- **TASK PROMPT**:
Scale the records from the line with "In this exercise you will mark the statue" up to and including the line with "<point>90,427</point>", and give back only those lines, requests included. Multiply each x and y coordinate in the answers by 1.55 and round to whole numbers, with halves rounding up.

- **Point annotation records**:
::::::

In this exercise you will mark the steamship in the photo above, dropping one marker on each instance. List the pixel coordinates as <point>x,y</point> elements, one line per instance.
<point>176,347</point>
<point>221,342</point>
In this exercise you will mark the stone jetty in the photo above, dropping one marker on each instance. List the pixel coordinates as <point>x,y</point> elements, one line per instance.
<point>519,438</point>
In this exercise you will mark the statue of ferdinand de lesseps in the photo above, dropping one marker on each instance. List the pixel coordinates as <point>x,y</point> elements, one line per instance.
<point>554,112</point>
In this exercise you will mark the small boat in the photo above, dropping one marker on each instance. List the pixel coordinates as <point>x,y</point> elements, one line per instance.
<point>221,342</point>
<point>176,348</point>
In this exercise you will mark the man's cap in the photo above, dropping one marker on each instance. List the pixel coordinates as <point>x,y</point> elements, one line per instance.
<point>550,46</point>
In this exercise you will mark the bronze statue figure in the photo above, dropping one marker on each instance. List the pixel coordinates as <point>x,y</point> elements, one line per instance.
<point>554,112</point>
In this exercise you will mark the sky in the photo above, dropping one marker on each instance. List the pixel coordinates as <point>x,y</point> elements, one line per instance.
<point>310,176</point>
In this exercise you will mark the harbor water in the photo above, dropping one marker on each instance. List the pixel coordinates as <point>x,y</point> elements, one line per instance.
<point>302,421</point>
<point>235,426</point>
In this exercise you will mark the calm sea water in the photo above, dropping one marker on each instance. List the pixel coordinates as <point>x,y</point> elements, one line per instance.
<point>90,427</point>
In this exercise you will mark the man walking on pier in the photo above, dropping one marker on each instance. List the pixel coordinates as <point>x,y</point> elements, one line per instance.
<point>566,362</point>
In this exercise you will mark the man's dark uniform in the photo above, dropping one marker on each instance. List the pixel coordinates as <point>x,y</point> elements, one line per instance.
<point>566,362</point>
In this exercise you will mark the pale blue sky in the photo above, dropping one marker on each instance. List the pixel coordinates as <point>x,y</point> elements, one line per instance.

::::::

- **EXERCISE OUTPUT**:
In this exercise you will mark the statue of ferdinand de lesseps in the photo above, dropping one marker on each instance. List the pixel coordinates as <point>x,y</point> elements, one line per instance.
<point>859,174</point>
In this exercise you will mark the small boat in the photo above, dropping one marker on each instance. List the pixel coordinates as <point>x,y</point> elements, one line per instance.
<point>343,530</point>
<point>273,539</point>
In this exercise you will mark the man's cap in the photo above, dropping one marker on each instance. List the pixel coordinates as <point>x,y</point> elements, one line per instance.
<point>853,71</point>
In this exercise you will mark the bronze statue figure in the photo above, dropping one marker on each instance. List the pixel coordinates as <point>x,y</point> elements, one line per instance.
<point>859,174</point>
In this exercise you will mark the sky in the photo above, dropping one marker on each instance. List the pixel coordinates as <point>x,y</point> elements, one line per instance.
<point>481,273</point>
In this exercise you will mark the harbor water in the photo above, dropping one marker on each instance. List the pixel coordinates as <point>x,y</point> elements, one line per instance.
<point>468,653</point>
<point>364,660</point>
In this exercise you will mark the calm sea water in the photo above, dropping one marker on each instance. List the pixel coordinates as <point>x,y</point> elements, one line per instance.
<point>140,662</point>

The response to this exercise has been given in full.